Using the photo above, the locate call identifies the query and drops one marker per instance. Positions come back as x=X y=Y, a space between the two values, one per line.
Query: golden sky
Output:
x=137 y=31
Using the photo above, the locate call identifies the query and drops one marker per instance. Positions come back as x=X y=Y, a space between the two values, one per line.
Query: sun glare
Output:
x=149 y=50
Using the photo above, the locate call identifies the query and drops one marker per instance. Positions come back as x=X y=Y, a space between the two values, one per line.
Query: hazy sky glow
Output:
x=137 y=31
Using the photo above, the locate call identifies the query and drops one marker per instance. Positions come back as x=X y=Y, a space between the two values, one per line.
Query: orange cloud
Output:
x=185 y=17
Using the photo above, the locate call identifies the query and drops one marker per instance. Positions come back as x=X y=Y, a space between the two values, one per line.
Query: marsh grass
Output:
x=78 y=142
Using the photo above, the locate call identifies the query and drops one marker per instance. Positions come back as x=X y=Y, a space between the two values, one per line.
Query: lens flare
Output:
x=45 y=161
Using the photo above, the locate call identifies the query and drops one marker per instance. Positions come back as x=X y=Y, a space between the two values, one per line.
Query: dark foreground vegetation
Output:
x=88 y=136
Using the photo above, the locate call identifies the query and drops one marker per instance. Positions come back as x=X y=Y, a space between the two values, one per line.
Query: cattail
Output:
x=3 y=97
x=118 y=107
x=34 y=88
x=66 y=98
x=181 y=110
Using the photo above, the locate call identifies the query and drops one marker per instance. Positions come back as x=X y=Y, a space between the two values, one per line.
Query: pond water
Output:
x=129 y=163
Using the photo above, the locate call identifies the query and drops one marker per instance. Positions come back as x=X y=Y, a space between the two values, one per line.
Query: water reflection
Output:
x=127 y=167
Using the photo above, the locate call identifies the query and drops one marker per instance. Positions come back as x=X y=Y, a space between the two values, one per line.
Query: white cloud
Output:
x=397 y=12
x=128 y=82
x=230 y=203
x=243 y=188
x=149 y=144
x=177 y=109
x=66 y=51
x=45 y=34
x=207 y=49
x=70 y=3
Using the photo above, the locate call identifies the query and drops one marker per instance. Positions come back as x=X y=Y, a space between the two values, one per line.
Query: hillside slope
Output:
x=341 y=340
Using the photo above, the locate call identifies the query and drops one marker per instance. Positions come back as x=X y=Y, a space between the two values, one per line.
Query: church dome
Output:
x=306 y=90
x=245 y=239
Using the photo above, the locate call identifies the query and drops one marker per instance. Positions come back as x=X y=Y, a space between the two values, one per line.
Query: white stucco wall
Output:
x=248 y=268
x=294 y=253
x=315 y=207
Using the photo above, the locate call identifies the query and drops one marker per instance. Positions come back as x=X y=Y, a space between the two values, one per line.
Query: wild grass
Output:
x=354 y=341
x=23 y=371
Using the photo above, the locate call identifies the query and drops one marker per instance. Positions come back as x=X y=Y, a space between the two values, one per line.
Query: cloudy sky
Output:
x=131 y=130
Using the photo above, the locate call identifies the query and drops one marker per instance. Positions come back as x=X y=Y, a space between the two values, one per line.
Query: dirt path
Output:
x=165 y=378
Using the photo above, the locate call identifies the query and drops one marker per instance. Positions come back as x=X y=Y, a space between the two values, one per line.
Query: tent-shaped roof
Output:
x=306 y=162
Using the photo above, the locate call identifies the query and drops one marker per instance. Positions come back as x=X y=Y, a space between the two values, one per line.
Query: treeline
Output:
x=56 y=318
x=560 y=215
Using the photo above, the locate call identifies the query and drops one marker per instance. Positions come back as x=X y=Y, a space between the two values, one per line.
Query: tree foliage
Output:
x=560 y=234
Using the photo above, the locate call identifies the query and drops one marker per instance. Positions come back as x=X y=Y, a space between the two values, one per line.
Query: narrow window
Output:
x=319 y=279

++++++++++

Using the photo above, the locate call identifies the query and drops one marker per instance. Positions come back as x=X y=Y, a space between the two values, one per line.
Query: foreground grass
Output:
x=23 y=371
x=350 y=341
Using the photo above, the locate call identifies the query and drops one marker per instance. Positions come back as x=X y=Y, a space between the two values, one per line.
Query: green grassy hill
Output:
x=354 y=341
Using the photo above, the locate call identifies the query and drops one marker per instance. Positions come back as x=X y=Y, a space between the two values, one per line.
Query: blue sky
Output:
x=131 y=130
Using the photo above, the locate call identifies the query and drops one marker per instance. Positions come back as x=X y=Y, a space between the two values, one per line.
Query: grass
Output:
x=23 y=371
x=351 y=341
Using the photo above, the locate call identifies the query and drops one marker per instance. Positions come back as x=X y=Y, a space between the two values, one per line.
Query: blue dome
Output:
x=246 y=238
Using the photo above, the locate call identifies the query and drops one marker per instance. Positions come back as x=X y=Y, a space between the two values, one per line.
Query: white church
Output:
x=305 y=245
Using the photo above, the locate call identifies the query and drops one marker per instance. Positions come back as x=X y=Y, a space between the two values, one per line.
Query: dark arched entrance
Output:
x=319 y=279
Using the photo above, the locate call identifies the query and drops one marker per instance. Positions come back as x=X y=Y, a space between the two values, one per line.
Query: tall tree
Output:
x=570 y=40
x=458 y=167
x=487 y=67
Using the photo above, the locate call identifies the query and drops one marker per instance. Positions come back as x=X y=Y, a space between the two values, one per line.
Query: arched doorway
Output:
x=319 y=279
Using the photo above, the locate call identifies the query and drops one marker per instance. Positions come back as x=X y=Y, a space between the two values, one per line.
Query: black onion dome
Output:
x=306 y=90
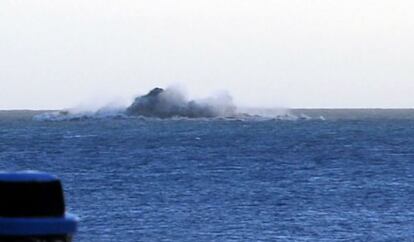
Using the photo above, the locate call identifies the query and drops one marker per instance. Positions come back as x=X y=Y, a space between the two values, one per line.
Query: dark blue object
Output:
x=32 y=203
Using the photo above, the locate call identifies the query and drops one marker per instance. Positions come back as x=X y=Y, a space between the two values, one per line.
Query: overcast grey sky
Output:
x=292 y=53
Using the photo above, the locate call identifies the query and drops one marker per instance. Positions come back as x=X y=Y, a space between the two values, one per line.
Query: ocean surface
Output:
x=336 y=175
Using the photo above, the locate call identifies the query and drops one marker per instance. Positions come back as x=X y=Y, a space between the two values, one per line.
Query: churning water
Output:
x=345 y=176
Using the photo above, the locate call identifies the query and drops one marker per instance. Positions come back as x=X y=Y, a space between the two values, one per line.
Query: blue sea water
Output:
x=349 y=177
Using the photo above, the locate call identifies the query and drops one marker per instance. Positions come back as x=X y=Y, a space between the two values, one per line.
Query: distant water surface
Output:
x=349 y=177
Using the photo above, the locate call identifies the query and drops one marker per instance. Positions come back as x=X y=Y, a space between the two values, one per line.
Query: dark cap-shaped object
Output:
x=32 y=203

++++++++++

» **Work required**: Extract each line from the entries above that contains the string "object".

» **Output below**:
Query: dark blue object
Query: dark cap-shaped object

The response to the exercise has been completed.